◆ Selected passage:
○ ○ ○ ○ ○ ○ ○
That is The Shock Doctrine, as put forth by Milton Friedman and his gang from the University of Chicago. I mentioned it as the news was reported and got a few strange looks as I spoke. I guess a tirade against unregulated capitalism doesn’t go down that well when you’re dealing with traders in a financial institution.

I’ve been reading this book for months now, I read it usually on my way home since it’s generally so upsetting and it angers up my blood. I have less than a third to read and Naomi Klein writes about what happened and continues to happen in Iraq.

I guess I should have paid more attention to the misdeeds of Paul Bremer and his ilk, but I hope that I am making up for lost time and my ignorance.

Like yesterday, I got really tired after lunch, a salad. Sort of crashing. Maybe it’s because of the drop in temperature as the day goes on, it could also be the errands that I have been doing usually in the morning. If I could take a midday nap I would but I can’t so I ate a banana, which helped.

This evening I went to Steven’s Institute of Technology to attend a lecture by Dr. Oliver Sacks, whom I have written about before. The gist of the lecture concerned music and it’s relation to the brain.

I heard about it through Rand and once again I am in his debt. Dr. Sacks is personable and mentioned a few times that the paperback has some rewrites as well as additional case stories which made me regret purchasing the hardcover when it came out. Won’t do that again.

I was hoping to get a chance to talk about my brother Frank and his aphasia. His aphasia seems to go away when he’s talking about music and he’s just as passionate about music as I am. But the opportunity never arose and I was hungry.

I did thank Rand for telling me about the lecture and now here I am mere moments later writing about it. Still tired and a bit hungry now so that’s it.

I have photos from last week to today, but since I’m on Bill’s Mac I can’t figure out how to upload them.

Sunday’s Best

Argh, Sunday night. After four days off there is a feeling of dread in going back tomorrow. And there’s no need for it, since I enjoy this job. I’m sure it would be different if Bill was here, but he’s not on this cold rainy evening.
I wish he were here, but I must carry on. Didn’t do much today due to the weather. Yesterday would have been the day to do something but I stayed local. No trip to Manhattan, just a walk to the post office.

I did find the scarves I’ve been looking for, and of course I found them after buying a scarf on Thanksgiving morning in the city while waiting for Bill and his mother outside of Grand Central Station.

Last night I watched Tropic Thunder, which was very good, very witty. Turns out I didn’t have Hancock, the Will Smith movie. That’s next in the Netflix queue. Tropic Thunder was basically a movie about a making a movie, which I thought was along the lines of The Stunt Man, a movie from the early 1980’s starring Peter O’Toole, Barbara Hershey and Steve Railsback. Similar concept, different plots, or plotz.

I watched the director’s cut last night, the commentary with Ben Stiller, Jack Black and the great Robert Downey Jr., who is certainly one of the best actors around today, playing a blond haired blue eyed Australian who undergoes a darkening of his pigmentation so he can play a role written for a black man.
○ ○ ○ ○ ○ ○ ○
◆ Problems to work on:
a: Print the blog post from "I guess I should" down to "banana, which helped." without any changes.
b: State whether each of these statements agrees with the blog post, answering yes or no and quoting the deciding words: (i) The lecture by Dr. Oliver Sacks was about music and its relation to the brain. (ii) The writer got to talk about Frank's aphasia at the lecture. (iii) The writer already had Hancock to watch.
The items that follow come from a different source.
○ ○ ○ ○ ○ ○ ○
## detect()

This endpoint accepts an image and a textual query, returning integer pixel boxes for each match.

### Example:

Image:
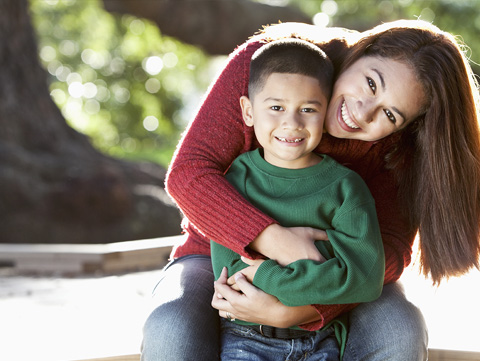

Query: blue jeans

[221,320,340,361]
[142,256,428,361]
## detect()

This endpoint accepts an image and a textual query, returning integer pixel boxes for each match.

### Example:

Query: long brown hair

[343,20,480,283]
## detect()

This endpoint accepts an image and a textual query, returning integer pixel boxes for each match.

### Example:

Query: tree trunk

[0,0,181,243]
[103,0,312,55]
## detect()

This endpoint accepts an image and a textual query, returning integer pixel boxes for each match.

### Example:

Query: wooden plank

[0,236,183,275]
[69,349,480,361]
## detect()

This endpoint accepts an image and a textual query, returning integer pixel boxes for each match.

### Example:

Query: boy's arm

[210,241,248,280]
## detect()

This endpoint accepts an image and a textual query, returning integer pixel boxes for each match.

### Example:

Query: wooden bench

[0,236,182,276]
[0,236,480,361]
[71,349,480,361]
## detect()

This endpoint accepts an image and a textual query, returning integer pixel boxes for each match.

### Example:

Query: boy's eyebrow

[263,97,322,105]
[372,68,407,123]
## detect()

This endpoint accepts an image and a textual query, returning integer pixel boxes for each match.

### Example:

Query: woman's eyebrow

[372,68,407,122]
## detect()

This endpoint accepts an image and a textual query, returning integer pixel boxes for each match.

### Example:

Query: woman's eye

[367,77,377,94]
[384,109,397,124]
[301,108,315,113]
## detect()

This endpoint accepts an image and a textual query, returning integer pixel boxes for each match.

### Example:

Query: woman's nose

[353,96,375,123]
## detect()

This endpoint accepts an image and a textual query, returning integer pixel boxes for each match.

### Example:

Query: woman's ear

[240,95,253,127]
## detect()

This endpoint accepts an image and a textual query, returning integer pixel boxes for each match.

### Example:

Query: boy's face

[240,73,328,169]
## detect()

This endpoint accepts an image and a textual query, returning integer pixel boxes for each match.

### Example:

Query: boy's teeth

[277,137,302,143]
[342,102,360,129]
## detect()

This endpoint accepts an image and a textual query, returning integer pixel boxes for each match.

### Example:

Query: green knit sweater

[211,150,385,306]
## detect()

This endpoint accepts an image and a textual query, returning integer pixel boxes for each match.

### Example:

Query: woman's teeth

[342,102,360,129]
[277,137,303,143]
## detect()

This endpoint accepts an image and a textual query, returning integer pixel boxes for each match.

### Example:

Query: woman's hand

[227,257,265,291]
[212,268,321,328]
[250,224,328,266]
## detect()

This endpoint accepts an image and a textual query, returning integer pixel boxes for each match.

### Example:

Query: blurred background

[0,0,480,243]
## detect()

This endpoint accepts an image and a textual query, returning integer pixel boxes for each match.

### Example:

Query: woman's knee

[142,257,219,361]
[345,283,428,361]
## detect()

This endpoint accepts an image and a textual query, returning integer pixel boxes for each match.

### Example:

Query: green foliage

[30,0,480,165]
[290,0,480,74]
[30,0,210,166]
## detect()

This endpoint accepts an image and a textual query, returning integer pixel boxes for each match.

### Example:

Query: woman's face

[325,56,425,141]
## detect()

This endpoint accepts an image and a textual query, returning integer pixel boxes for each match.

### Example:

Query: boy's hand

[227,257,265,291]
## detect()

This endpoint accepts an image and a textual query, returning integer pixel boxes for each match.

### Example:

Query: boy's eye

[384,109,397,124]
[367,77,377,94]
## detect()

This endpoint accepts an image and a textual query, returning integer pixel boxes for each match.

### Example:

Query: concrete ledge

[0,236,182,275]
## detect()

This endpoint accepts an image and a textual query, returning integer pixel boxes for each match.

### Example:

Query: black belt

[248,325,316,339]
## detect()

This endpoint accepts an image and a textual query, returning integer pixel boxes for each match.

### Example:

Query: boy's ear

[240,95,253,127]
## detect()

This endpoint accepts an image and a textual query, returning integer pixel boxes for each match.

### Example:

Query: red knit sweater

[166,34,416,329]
○ ○ ○ ○ ○ ○ ○
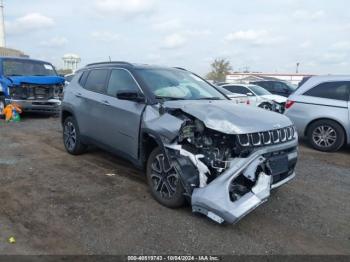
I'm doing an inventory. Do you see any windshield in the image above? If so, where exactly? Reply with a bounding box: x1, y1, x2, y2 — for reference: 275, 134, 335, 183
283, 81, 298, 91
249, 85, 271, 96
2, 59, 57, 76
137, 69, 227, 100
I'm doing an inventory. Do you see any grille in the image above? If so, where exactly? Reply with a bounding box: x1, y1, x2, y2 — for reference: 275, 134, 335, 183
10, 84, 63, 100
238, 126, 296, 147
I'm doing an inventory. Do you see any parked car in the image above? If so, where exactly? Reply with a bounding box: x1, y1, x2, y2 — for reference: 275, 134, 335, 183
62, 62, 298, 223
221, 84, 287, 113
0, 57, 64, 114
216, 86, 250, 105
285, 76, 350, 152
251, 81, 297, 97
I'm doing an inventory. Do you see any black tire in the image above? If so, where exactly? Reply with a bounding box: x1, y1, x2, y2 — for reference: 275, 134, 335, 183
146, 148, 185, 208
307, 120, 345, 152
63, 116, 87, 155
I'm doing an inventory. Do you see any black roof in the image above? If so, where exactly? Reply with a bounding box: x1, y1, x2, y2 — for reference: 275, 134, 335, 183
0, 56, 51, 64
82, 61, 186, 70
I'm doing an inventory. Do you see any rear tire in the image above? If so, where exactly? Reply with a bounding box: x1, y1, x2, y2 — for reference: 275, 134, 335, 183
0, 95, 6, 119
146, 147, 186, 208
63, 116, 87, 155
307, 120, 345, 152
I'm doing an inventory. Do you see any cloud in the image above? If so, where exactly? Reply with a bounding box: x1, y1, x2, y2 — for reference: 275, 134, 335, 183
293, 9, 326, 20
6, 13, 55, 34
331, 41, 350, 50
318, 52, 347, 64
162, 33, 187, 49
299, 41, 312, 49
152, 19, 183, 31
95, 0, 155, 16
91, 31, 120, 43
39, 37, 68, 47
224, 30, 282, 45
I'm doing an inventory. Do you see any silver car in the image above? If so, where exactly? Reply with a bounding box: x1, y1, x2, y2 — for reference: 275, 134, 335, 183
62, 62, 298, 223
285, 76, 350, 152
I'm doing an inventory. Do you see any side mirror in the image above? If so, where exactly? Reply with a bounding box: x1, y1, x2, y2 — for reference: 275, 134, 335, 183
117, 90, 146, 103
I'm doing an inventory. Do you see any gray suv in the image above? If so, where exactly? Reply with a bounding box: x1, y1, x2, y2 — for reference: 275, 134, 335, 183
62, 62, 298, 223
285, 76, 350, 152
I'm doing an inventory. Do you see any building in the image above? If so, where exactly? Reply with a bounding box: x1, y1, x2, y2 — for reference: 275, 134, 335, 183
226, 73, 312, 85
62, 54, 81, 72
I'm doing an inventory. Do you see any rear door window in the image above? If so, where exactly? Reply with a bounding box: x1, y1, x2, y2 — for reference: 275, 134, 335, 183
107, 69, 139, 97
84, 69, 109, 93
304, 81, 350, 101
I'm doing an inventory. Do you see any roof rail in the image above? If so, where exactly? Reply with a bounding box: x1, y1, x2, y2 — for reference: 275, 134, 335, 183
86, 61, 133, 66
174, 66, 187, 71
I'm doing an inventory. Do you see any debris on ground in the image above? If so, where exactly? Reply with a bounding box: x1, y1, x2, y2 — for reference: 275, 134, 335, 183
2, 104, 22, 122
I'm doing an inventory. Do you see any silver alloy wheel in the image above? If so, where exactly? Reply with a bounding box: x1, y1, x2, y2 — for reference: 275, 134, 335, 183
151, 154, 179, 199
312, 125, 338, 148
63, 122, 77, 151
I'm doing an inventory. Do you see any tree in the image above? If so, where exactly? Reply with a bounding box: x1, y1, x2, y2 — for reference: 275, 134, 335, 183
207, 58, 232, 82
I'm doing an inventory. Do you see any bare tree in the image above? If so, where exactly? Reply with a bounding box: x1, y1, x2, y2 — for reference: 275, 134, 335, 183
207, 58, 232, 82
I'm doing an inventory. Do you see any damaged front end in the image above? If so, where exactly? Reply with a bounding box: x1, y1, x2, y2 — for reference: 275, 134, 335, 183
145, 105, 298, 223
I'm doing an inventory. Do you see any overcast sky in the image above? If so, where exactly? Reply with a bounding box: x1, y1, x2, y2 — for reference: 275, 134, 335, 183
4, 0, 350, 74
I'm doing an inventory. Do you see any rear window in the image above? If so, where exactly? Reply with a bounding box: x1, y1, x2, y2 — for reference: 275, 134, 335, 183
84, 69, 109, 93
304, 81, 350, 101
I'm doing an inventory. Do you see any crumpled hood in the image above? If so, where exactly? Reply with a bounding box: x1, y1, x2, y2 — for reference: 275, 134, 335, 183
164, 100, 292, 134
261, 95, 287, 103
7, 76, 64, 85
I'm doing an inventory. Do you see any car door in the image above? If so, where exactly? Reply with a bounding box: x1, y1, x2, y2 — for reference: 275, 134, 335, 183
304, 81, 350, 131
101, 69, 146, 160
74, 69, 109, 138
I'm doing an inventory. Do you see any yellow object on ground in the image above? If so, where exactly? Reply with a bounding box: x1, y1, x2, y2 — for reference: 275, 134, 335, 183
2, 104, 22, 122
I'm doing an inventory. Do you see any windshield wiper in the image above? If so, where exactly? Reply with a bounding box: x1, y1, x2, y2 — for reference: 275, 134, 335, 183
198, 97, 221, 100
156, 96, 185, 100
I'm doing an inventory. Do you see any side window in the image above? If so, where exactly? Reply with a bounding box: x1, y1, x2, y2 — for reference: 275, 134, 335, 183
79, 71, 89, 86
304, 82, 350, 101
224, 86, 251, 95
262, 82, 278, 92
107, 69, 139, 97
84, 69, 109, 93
○ ○ ○ ○ ○ ○ ○
◆ Outputs:
a:
I guess I should have paid more attention to the misdeeds of Paul Bremer and his ilk, but I hope that I am making up for lost time and my ignorance.

Like yesterday, I got really tired after lunch, a salad. Sort of crashing. Maybe it’s because of the drop in temperature as the day goes on, it could also be the errands that I have been doing usually in the morning. If I could take a midday nap I would but I can’t so I ate a banana, which helped.

b:
(i) Yes: "The gist of the lecture concerned music and it’s relation to the brain."
(ii) No: "But the opportunity never arose and I was hungry."
(iii) No: "Turns out I didn’t have Hancock, the Will Smith movie."